● Written request: Using the entries below, quote exactly the span of lines that begins with the line containing "indicate the table apron, one" and ends with the final line.

● Material for this task:
--------------------------------
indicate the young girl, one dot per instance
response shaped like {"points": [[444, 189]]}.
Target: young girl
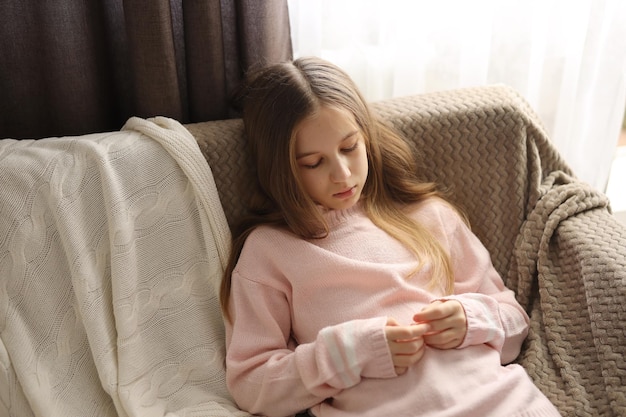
{"points": [[353, 288]]}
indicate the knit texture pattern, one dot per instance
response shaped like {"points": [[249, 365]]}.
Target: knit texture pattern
{"points": [[111, 247], [111, 251]]}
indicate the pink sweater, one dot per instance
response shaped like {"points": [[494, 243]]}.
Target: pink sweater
{"points": [[309, 317]]}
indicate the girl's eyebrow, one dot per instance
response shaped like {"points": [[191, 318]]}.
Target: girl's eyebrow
{"points": [[346, 137]]}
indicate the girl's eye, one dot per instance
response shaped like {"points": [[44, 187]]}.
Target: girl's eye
{"points": [[313, 166], [351, 148]]}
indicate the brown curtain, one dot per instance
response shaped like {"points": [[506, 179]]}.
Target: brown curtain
{"points": [[70, 67]]}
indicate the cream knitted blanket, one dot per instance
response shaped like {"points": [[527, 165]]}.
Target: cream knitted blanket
{"points": [[111, 250]]}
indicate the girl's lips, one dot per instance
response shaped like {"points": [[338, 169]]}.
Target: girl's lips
{"points": [[346, 194]]}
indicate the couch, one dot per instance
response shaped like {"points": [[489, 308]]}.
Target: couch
{"points": [[112, 246]]}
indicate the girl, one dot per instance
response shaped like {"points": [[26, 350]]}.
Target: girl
{"points": [[353, 288]]}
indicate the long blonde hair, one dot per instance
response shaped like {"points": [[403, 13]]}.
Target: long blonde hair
{"points": [[273, 100]]}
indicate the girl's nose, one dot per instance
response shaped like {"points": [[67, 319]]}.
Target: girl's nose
{"points": [[340, 170]]}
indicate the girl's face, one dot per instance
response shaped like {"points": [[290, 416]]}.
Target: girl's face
{"points": [[331, 157]]}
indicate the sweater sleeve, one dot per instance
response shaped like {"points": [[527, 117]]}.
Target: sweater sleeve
{"points": [[494, 317], [267, 375]]}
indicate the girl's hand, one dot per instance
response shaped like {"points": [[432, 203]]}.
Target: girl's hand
{"points": [[406, 343], [447, 322]]}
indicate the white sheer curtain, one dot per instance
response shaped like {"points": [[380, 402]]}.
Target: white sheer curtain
{"points": [[567, 58]]}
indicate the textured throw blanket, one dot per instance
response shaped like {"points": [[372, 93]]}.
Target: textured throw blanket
{"points": [[111, 251], [577, 345]]}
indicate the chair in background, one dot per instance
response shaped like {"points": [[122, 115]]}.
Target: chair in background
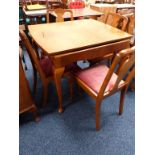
{"points": [[59, 14], [54, 4], [26, 102], [44, 67], [100, 81], [79, 4], [76, 5], [117, 20]]}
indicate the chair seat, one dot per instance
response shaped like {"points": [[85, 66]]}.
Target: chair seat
{"points": [[93, 77], [46, 65]]}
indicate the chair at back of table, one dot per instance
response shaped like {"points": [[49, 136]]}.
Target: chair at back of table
{"points": [[76, 5], [117, 20], [44, 67], [106, 10], [53, 4], [100, 81], [79, 4], [59, 14]]}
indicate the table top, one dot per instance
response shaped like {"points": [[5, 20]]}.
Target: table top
{"points": [[76, 12], [62, 37], [119, 6]]}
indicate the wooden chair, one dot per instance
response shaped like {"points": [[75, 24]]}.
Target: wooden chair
{"points": [[131, 27], [26, 102], [117, 20], [44, 67], [100, 81], [59, 14]]}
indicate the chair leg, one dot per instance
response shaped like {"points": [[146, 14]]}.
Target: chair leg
{"points": [[23, 58], [122, 97], [97, 111], [71, 87], [34, 81], [35, 113], [44, 95]]}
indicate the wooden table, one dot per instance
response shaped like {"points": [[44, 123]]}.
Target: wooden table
{"points": [[101, 7], [76, 13], [68, 42], [83, 13]]}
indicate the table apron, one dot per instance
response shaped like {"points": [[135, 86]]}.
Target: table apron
{"points": [[62, 60]]}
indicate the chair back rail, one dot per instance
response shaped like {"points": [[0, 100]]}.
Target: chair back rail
{"points": [[59, 14], [117, 20], [123, 66]]}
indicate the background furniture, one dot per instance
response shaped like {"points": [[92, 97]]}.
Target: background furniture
{"points": [[101, 81], [59, 14]]}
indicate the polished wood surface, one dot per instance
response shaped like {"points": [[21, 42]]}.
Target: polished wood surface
{"points": [[76, 13], [83, 12], [74, 35], [122, 67], [68, 42], [118, 6], [36, 64]]}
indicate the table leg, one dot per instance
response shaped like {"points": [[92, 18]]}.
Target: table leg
{"points": [[58, 72]]}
--------------------------------
● Output of the task:
indicate the table apron, one dot per instance
response shaped like {"points": [[135, 86]]}.
Target: table apron
{"points": [[62, 60]]}
indicate the chair back rail, one dot per instance
response shaped like {"points": [[0, 100]]}.
Target: chair back rail
{"points": [[59, 14], [117, 20], [123, 66]]}
indicate the background furniture, one dot per instance
response shaped like {"points": [[92, 97]]}.
Target: background furniture
{"points": [[101, 81], [59, 14]]}
indicate the polished wood surface, one dot per instance
response shaped like {"points": [[21, 42]]}.
Target: polished wood surface
{"points": [[76, 13], [83, 12], [74, 35], [122, 67], [68, 42], [118, 6], [36, 64]]}
indicate the table leg, one dot per instance
response shaped like {"points": [[92, 18]]}.
Target: table leg
{"points": [[58, 72]]}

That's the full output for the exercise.